==== READING PASSAGE
Monday, January 25, 2010

Innocence

Kids are funny. No, there's a better adjective: perceptive. Kids are perceptive. Last evening while I was folding laundry (a task that has plummeted to the very bottom of my top 100 things I love to do list), my youngest asked me if I was cured of cancer. Just like that: an out-of-the-blue, knock-your-socks-off question.

"So, you're done now, right? You're cured of cancer, aren't you?" Caroline is ten years old. Her questioning eyes shown brightly in the dim evening light, and her auburn hair framed her soft cheeks in a way that reminded me of her innocence. Through her innocence, I'm able to see her childlike grin. I can almost hear her laughing at the little things that adults no longer find humorous, like silly cloud pictures, or a leaf that sticks to the hood of your jacket and you don't know that it's there. Her unassuming remarks allow me to step back - and to live in her simple little world - for a brief moment. Caroline's innocence is one of the things that keeps me going; it keeps me pressing on through the dark days, and it keeps me focused on God's purpose for my life.

Cured. There's that word again, that word that literally takes my breath away. I instantly stopped folding the towels. I took a deep breath, as if somehow the rush of air would give me more wisdom or, I don't know, maybe it would just give me a much coveted nanosecond of precious time. Time that I needed to put the right words together for soothing Caroline's questioning eyes.

"You know, there is no real cure for breast cancer," I began calmly." But I did as much as I could do by taking the medicines to keep it from coming back," I answered, not wanting to recreate thoughts of chemo, surgery, radiation, as well as the resulting hair loss, nausea and monumental fatigue that I'd experienced almost four years ago. I determined to keep those images from her mind. She was six years old at the time of my diagnosis, and she might not even remember many of those details now. At least, I'd hoped she didn't remember much of that time - not now. What good would it do for her to rehash and replay those gloomy events, the ones that I am often reminded of, sometimes on a daily basis?
========
==== SUPPLIED RECORDS
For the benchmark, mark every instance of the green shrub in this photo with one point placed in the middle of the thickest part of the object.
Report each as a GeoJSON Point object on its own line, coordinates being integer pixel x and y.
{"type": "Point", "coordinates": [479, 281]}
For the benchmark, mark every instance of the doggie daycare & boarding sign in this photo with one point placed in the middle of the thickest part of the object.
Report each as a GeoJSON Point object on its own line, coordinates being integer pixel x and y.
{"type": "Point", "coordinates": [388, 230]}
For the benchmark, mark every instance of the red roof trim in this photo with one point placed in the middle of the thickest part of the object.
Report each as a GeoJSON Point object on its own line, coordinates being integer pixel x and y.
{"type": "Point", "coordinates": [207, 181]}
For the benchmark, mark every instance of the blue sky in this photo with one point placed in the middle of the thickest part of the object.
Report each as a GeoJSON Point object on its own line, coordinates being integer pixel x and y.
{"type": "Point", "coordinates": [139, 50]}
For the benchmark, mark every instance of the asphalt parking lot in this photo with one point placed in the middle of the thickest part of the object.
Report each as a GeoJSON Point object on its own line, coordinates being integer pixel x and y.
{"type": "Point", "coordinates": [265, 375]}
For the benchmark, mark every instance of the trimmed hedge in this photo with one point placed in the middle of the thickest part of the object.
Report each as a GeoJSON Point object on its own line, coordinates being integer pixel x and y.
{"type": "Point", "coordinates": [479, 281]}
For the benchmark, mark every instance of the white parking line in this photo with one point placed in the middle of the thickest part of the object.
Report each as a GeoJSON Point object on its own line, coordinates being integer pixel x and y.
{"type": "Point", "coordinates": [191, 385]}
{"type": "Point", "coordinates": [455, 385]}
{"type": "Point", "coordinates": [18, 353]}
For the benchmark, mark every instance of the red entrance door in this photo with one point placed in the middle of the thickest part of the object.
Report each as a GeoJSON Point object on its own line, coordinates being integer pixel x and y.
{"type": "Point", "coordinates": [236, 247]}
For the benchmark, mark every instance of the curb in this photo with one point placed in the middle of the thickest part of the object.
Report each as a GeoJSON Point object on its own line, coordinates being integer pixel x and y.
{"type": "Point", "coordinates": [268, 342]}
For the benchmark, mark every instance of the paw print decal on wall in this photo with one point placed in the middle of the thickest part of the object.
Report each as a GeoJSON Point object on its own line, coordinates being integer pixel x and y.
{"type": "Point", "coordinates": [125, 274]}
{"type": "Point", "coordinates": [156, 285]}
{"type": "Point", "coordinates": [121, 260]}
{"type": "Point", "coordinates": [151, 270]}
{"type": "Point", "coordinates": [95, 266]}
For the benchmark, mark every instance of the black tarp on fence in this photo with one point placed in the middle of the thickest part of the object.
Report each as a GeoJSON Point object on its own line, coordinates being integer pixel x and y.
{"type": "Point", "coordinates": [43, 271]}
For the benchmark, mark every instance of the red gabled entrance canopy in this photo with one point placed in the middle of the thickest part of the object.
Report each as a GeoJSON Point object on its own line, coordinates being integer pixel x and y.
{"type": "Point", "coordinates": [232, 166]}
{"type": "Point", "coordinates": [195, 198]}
========
§ **WORK TASK**: Revise the post on childhood innocence by writing out everything from "Cured. There's that" down to "Caroline's questioning eyes.", with "towels" changed to "sheets". Rely only on the post for what comes next.

§ **RESULT FOR THIS EXERCISE**:
Cured. There's that word again, that word that literally takes my breath away. I instantly stopped folding the sheets. I took a deep breath, as if somehow the rush of air would give me more wisdom or, I don't know, maybe it would just give me a much coveted nanosecond of precious time. Time that I needed to put the right words together for soothing Caroline's questioning eyes.